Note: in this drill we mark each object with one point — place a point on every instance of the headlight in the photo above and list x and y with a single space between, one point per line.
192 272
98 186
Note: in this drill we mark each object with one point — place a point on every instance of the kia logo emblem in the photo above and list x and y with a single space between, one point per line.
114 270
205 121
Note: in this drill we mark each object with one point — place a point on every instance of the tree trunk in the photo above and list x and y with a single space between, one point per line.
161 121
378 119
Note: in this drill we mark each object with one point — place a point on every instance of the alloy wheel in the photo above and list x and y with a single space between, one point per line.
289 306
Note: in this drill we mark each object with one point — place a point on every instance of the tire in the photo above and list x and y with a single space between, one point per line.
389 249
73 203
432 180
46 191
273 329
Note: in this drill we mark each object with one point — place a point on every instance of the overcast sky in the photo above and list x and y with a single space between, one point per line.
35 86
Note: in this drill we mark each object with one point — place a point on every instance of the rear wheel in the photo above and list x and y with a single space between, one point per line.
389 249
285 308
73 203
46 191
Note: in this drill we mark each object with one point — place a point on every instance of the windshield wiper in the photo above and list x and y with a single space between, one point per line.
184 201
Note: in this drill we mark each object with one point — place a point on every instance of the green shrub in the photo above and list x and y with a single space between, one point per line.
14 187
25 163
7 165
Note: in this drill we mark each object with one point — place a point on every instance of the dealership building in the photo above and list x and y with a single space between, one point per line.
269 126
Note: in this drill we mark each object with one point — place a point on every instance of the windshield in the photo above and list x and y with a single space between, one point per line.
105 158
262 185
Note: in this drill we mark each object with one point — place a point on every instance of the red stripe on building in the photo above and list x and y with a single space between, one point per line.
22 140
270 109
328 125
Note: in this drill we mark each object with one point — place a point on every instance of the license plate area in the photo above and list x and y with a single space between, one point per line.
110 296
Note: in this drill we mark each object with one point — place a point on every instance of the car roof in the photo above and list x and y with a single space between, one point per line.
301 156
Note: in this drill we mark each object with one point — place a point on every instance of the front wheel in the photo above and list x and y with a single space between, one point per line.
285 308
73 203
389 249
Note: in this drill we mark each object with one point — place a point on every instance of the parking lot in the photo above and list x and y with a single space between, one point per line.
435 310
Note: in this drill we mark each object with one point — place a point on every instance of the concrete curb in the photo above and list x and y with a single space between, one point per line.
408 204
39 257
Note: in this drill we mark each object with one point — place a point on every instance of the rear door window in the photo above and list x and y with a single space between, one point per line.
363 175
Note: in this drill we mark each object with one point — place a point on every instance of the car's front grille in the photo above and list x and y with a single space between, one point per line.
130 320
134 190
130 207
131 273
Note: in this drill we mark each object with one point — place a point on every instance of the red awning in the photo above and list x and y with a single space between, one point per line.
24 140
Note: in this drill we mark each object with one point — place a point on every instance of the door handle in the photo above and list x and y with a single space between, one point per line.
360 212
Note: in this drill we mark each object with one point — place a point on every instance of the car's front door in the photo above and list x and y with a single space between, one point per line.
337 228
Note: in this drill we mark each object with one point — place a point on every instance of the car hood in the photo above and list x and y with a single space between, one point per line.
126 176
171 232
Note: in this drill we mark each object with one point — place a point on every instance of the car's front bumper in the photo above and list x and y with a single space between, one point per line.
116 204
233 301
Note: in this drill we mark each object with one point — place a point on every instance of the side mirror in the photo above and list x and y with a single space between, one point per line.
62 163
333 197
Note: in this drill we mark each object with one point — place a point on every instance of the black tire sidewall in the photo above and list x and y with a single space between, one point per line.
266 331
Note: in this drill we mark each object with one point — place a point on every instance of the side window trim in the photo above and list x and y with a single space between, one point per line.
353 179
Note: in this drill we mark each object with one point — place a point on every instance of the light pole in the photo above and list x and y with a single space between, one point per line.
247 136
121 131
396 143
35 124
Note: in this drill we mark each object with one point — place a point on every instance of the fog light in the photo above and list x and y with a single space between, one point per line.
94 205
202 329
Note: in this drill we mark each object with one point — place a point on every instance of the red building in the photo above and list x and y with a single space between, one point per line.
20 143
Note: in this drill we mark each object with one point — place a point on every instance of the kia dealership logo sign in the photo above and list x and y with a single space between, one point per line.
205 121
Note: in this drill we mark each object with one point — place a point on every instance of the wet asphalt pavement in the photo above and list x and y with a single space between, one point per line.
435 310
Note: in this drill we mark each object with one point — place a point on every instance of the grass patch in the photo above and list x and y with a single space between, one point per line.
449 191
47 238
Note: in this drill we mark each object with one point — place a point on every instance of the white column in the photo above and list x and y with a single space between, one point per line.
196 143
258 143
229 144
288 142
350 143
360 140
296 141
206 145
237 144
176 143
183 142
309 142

+++

WORK INSTRUCTIONS:
Repeat the listing above in full.

EXERCISE ANSWER:
Note: in this drill we mark each object with one point — place a point on every instance of the headlight in the photo above and list x and y with a single space between, one point per line.
192 272
98 186
Note: in this drill we mark each object with one point — place a point on every instance of the kia logo emblem in the photo above and list x and y with a single space between, one point per line.
114 270
205 121
Note: in this drill we mark each object with one point — place a point on every instance of the tree trunk in the photo above and list x and y with a single space between, one point per line.
161 121
378 119
Note: in this drill we mark each object with one point — place a point on every instance of the alloy wheel in the photo above and list x and y with a single space between, one point per line.
289 306
Note: in this drill we mark each object with one point — place a point on every instance of the tire in the photo above and list x and y with a single space between, one point per line.
389 249
73 203
432 180
46 191
273 329
Note: in this drill we mark each object with one point — place a point on every instance of the overcast sky in the photo above and list x and y with a single space between, one point per line.
35 86
Note: in this drill we mark each object with one point — place a point on every instance of the rear wheel in the photo above and list x and y with a single space between, one point per line.
389 249
285 308
73 203
46 191
Note: in this drill we mark each object with one point — place a point on every instance of the windshield wiper in the photo above and list x and y with a single space between, one point per line.
184 201
Note: in this drill we mark each object with one point — place a point on every instance of the green shrub in the photo above and list x and y with a single space between, one point per line.
14 187
25 163
7 165
Note: in this drill we mark each object with one point — place a point on every instance of the dealership building in the photo above and list x and y with a single space between, one point per line.
269 126
Note: in this drill we mark each object with one point — place a point on every instance of the windshield in the photo above and list x and y with a single space between, one point per line.
105 158
262 185
Note: in this drill we mark each object with one point — place a point on every instance of the red stripe on building in the photo above and list x and y with a single space between, one point per line.
22 140
270 109
328 125
Note: in this drill we mark each object with one point — place a point on every instance of the license plate area in the photo above and list x and y with a single space between, one point per line.
110 296
Note: in this drill we mark each object with one point — place a point on every instance of the car roof in the photo above and list x and y with a single space between, one point per line.
301 156
Note: in this drill we mark each object with one point — place a point on every instance of the front wheel in the photo above and list x and y with a single space between, one point per line.
285 308
73 203
389 249
Note: in this drill we mark each object with one point — place a point on every instance of the parking lot in the photo above and list x and y with a single space between, one point per line.
435 310
Note: in this drill we mark each object with one point — place a point on every instance of the concrete curb in the photo above and list x and y with a single space between, one point per line.
408 204
39 257
Note: in this drill we mark each object with one point — place a point on every instance of the rear door window in the photo above and list x and y with a single space between, one point per line.
363 175
Note: in this drill we mark each object with one point — place a point on every instance of the car's front grille in the photo above and list x and y with a single space between, one point per line.
130 320
134 190
130 207
131 273
Note: in this drill we mark each object with one point — place a point on every instance of the red awning in the photo above and list x and y with a single space between, one point per line.
24 140
Note: in this drill we mark each object with one point — place a point on every instance of the door handle in the photo above and list x and y with a single space between, one point per line.
360 212
Note: in this drill we mark each object with one point — place a point on every instance of the car's front door in the photo above and list x and y with a single space between, one point per line.
337 228
Note: in this drill we mark each object with one point — place a point on every instance of the car hood in the photo above and list x and y with a single space between, one point per line.
126 176
171 232
Note: in this drill we mark each object with one point — place a point on every instance of the car's front bumper in the photo above and list x and y with a single space between, one point per line.
116 204
233 301
Note: in this drill we mark each object with one point — place a point on every instance of the side mirror in the photo above and list x and y with a single space between, one point per line.
62 163
333 197
Note: in this drill we mark each object with one point — place a point on every instance of the black tire sidewall in the photo above and list x and y with a single space between, one point per line.
266 331
Note: in this drill we mark each object with one point — place a point on every instance of the side window trim in the photo above and list x and y with a single space between, one point per line.
353 179
Note: in this drill we mark each object with one point — place a point on every instance of the light pole in the photo above and list x and y with a single space between, one point per line.
247 136
121 131
396 143
35 124
Note: in this drill we mark each object with one point — place a point on every instance of the fog light in the photo above and list x and y with a single space between, one point per line.
94 205
202 329
Note: in this drill we mark each object with one point — place a point on every instance of the red building in the photo above and list x and y with a single space between, one point per line.
20 143
Note: in this drill we mark each object with one point — place a point on every instance of the kia dealership logo sign in the photo above and list x and y with a single space between, one point per line.
205 121
Note: in this drill we mark each object with one point — place a point on every instance of the wet asphalt pavement in the photo above and list x and y with a single space between, one point per line.
435 310
Note: in this drill we mark each object with one point — place a point on every instance of the grass patch in the photo above and list x and y with a single space between, one point per line.
449 191
47 238
Note: in this drill we mark each object with one point — place a point on every instance of the white column in the photo above and list x and y with a single space between, one point per line.
196 143
258 143
229 144
288 142
350 143
360 140
296 141
206 145
237 144
176 143
183 142
309 142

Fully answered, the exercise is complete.